(DOCUMENT TEXT):
Start
When not inconsistent with the context, words used in the present
tense include the future, words used in the singular number include
the plural number. The word "shall" is always mandatory and not merely
directive.
a. GRASS IN EXCESS OF SIX INCHES – Shall mean any indigenous or
ornamental grass including, but not limited to blue grasses, fescues
and St. Augustine.
b. HEARING OFFICER – Shall mean the person designated by the City
Manager or his/her designee to conduct a public hearing to determine
the validity of the charges of the violation in question.
c. LESSEE – Shall mean any person to whom a lease is made and
holds an estate by virtue of the lease.
d. NOXIOUS WEEDS – Shall mean any species of plant that is, or
is liable to be troublesome, aggressive, intrusive, detrimental, or
destructive to agriculture, silviculture (the study, cultivation,
and management of forest trees), or important native species and is
difficult to control, or eradicate.
End
(DATA EXTRACT):
Start
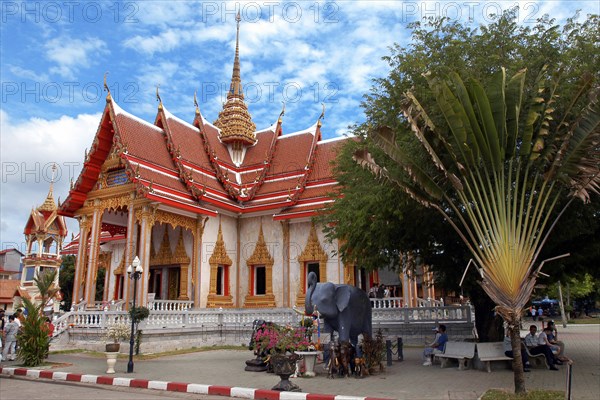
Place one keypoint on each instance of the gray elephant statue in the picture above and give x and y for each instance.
End
(PROBLEM SET):
1 > Rewrite the ordinance definitions starting at "a. GRASS IN" and ending at "violation in question.", with "fescues" changed to "ryegrasses".
2 > Answer these questions from the ordinance definitions:
(a) According to the definitions, what kind of word is "shall" always?
(b) Who designates the hearing officer?
(c) How do the definitions explain the term silviculture?
3 > Continue the ordinance definitions from where they stop.

(THE ANSWERS):
1 >
a. GRASS IN EXCESS OF SIX INCHES – Shall mean any indigenous or
ornamental grass including, but not limited to blue grasses, ryegrasses
and St. Augustine.
b. HEARING OFFICER – Shall mean the person designated by the City
Manager or his/her designee to conduct a public hearing to determine
the validity of the charges of the violation in question.

2 >
(a) Mandatory, not merely directive.
(b) The City Manager or his/her designee.
(c) The study, cultivation, and management of forest trees.

3 >
e. OCCUPANT – Shall mean any person having possessory rights of
the property and has the actual use, possession or control of same.
f. OWNER – Shall mean any person, partnership, association, corporation,
fiduciary or other legal entity having a legal or equitable right
to the real property upon which the violation occurred.
g. PARKWAY – Shall mean the area between the sidewalk and the
curb of any street, and where there is no sidewalk, that area between
the edge of the roadway and property line adjacent thereto. Parkway
also includes any area within the roadway which is not open to vehicular
travel.
h. PERSON – Shall mean any individual, partnership, corporation,
company, association, business, firm, governmental entity or other
legal entity.
i. RUBBISH – Shall mean all trash or garbage found upon the parkways,
alleys, sidewalks or private property in the City of Compton, which
rubbish creates an immediate danger to the health, welfare, or safety
of the community, and shall include the following: accumulations of
dirt; accumulations of the combustible trash including garden refuse,
cuttings, industrial and commercial refuse and household refuse; accumulations
of trash which may be breeding places for rats, roaches or other vermin;
accumulations of trash which may be immediate fire hazards; and safety
hazards, including broken appliances or abandoned machinery.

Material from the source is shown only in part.